### Stated exercise
Only the pictures are to be left out; set down the rest of the records exactly.

### Records contained in a dataset

|---|

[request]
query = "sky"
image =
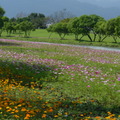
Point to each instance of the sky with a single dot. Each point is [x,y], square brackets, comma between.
[47,7]
[104,3]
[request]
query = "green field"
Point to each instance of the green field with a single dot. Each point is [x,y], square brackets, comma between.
[54,82]
[41,35]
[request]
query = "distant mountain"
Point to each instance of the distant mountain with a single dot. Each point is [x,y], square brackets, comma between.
[47,7]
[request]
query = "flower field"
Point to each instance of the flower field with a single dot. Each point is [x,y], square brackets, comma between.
[57,82]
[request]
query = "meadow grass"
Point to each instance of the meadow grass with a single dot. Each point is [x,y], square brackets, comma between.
[56,82]
[41,35]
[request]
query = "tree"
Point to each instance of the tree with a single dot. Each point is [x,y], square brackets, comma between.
[26,27]
[60,15]
[9,27]
[94,20]
[5,19]
[1,26]
[117,27]
[110,28]
[2,11]
[38,20]
[100,30]
[59,28]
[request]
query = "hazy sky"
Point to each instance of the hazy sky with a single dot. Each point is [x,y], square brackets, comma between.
[104,3]
[47,7]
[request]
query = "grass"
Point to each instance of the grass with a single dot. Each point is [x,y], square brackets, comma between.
[42,35]
[55,82]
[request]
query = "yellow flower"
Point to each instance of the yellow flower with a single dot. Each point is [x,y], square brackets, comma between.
[44,116]
[16,116]
[55,115]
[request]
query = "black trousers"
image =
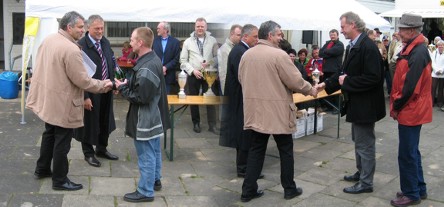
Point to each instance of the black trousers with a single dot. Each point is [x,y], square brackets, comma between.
[193,86]
[244,144]
[256,157]
[103,132]
[56,143]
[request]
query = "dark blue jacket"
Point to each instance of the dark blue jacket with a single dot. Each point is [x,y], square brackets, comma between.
[170,57]
[332,56]
[363,87]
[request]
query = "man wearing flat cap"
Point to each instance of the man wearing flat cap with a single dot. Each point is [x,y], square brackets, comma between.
[411,106]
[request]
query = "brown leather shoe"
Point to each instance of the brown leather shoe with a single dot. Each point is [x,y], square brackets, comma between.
[404,201]
[93,161]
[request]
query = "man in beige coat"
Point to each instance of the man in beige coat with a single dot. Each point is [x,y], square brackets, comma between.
[269,78]
[56,97]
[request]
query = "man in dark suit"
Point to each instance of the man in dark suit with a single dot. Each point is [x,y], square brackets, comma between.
[99,115]
[331,54]
[168,50]
[361,81]
[232,133]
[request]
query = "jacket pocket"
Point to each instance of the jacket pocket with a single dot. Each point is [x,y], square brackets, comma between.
[292,118]
[76,111]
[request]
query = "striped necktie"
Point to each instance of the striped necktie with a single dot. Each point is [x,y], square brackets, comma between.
[104,68]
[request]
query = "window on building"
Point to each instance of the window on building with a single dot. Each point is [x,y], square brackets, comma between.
[18,28]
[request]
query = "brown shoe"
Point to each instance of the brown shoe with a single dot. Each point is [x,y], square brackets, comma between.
[404,201]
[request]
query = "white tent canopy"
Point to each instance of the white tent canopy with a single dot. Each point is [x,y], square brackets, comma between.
[292,15]
[322,15]
[424,8]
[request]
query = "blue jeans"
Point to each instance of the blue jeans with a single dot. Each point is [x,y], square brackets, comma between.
[409,160]
[150,164]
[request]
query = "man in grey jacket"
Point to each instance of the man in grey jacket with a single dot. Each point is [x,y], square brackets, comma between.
[145,122]
[199,52]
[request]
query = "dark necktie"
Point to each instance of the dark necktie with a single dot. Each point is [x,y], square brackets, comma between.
[104,68]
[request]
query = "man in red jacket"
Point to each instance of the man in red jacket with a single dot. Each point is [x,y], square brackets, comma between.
[411,106]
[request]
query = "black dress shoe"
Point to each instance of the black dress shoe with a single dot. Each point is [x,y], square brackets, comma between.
[400,194]
[68,185]
[353,178]
[157,185]
[107,155]
[41,175]
[293,193]
[93,161]
[196,128]
[242,175]
[358,188]
[404,201]
[137,197]
[258,194]
[214,130]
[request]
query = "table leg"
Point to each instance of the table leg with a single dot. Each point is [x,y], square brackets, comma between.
[315,124]
[339,114]
[170,153]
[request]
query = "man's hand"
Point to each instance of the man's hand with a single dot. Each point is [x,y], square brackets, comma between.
[394,114]
[119,83]
[342,78]
[321,87]
[197,74]
[108,85]
[205,64]
[87,104]
[314,91]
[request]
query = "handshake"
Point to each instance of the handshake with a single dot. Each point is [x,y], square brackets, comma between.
[114,85]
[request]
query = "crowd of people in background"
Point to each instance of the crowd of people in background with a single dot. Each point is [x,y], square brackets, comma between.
[249,55]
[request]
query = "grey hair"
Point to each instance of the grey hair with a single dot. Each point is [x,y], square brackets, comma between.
[166,26]
[266,28]
[70,19]
[233,27]
[93,18]
[351,17]
[247,29]
[418,29]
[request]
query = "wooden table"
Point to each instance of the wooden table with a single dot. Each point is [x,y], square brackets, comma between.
[174,100]
[300,98]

|---|

### Final result
[request]
query = "sky"
image =
Point to each instance of the sky with a single dot. Each point is [x,y], square brackets, comma between.
[47,7]
[104,3]
[request]
query = "green field"
Point to each instance of the green field with a single dot. Each point is [x,y], square brackets, comma between.
[54,82]
[41,35]
[request]
query = "distant mountain"
Point to each instance of the distant mountain with a single dot. Each point is [x,y], square brackets, comma between.
[47,7]
[request]
query = "flower field"
Point to each instance of the flower field with a single dot. Each point is [x,y], square brackets, comma between.
[57,82]
[request]
query = "meadow grass"
Point to each instance of the meadow grass with a single dot. Each point is [x,y], square brackets, comma between.
[56,82]
[41,35]
[request]
query = "tree"
Point to each instance of the tree with a single dot. Each point is [x,y], square brackets, comma between.
[26,27]
[60,15]
[9,27]
[94,20]
[5,19]
[1,26]
[117,27]
[110,28]
[2,11]
[38,20]
[100,30]
[59,28]
[request]
query = "hazy sky"
Point to each instance of the hazy sky with a single dot. Each point is [x,y], square brackets, comma between.
[104,3]
[47,7]
[request]
query = "grass"
Point to each instance of the grass with a single dot. Each point is [x,y], square brackets, comma between.
[42,35]
[55,82]
[request]
query = "yellow flower"
Point to each instance of the yellow flower with a single dot. Each point is [x,y], square brackets, comma between.
[44,116]
[16,116]
[55,115]
[request]
query = "black trousers"
image =
Point to each instance of the black trousers with a single dot. Each point is [x,y], square brackets, comma between.
[193,86]
[244,144]
[256,157]
[103,132]
[56,143]
[request]
query = "dark blue jacket"
Point to each instance of the dark blue jacket with a single dot. Each point is [x,y], square brackets, comma between.
[170,57]
[332,56]
[363,87]
[request]
query = "man wearing flat cap"
Point to each instance of the man wearing flat cap with a single dot. Each point is [x,y], square brackets, comma between.
[411,106]
[request]
query = "brown leather shoe"
Point to each instance of the brown leather shoe with a single dot. Each point is [x,y], square brackets, comma between.
[404,201]
[93,161]
[request]
query = "man in beige coat"
Point to each instance of the man in beige coat with a single dot. Each point is [x,y], square brackets, comma between.
[269,78]
[56,97]
[request]
query = "man in dark suit"
Point to each instance of the man in dark suit with a single dot. Each point is [x,y], square brackets, comma between.
[99,115]
[331,54]
[168,50]
[361,81]
[232,133]
[request]
query = "jacket pocket"
Point to each instance of the jacket pocket with a single dot. Each point is [x,y], square brackets, comma between.
[292,118]
[76,111]
[request]
query = "striped necktie"
Point to each instance of the striped necktie with a single dot. Each point is [x,y], square brackets, comma between.
[104,68]
[request]
query = "window on building"
Point to each instance of the window on building with a single dot. Each point is [x,y], square brackets, comma between.
[18,28]
[request]
query = "brown shoe"
Point to each instance of the brown shoe with a single dot. Each point is [x,y], square brackets, comma between.
[404,201]
[request]
query = "white tent canopy"
Point to each instance of the white tent canopy with a single dot. Each point is [x,y], square brackets, comma between.
[292,15]
[322,15]
[424,8]
[request]
query = "blue jeans"
Point to each instance of the blue jeans with a single dot. Each point is [x,y], square brackets, comma between.
[409,160]
[150,164]
[request]
query = "man in grey jacket"
Point to each instance of the man in grey jacket with a single dot. Each point is [x,y], square brackets, comma between.
[145,122]
[199,52]
[request]
query = "dark necktie"
Point to each instance of the dark necktie with a single dot. Each point is [x,y], square brackets, comma between.
[104,68]
[request]
query = "man in red jacket"
Point to each instance of the man in red jacket with a single dot. Each point is [x,y], square brackets, comma between.
[411,106]
[request]
query = "black dress shoe"
Point to each instance of the black dress shoe with a single dot. Each point is [x,y], square brackets, comma between.
[400,194]
[68,185]
[353,178]
[157,185]
[107,155]
[41,175]
[293,193]
[93,161]
[196,128]
[242,175]
[358,188]
[404,201]
[137,197]
[258,194]
[214,130]
[request]
query = "table leg"
Point to each instance of the table leg with a single dot. Each point is [x,y], square brackets, comma between.
[315,124]
[339,114]
[170,153]
[request]
query = "man's hand"
Point to each instance of the man's hand with a single dot. Each point is [x,y], square brackets, comma between.
[394,114]
[119,83]
[342,78]
[321,87]
[197,74]
[108,85]
[205,64]
[87,104]
[314,91]
[request]
query = "handshake"
Point to each instance of the handshake with a single dot. Each point is [x,y], square brackets, comma between.
[114,85]
[request]
query = "crowd of people in background"
Point to each instance of the crowd of people in background with a single dot. Each point is [x,y], square brackets, comma between.
[249,55]
[request]
query = "grey hair"
Point to each instance of the grey hair with a single dot. Each point is [x,y], square brackets, comma between.
[166,26]
[266,28]
[70,19]
[233,27]
[93,18]
[351,17]
[247,29]
[418,29]
[request]
query = "wooden table"
Point to each instance of the wooden table with a single dot. Each point is [x,y], square brackets, comma between.
[174,100]
[300,98]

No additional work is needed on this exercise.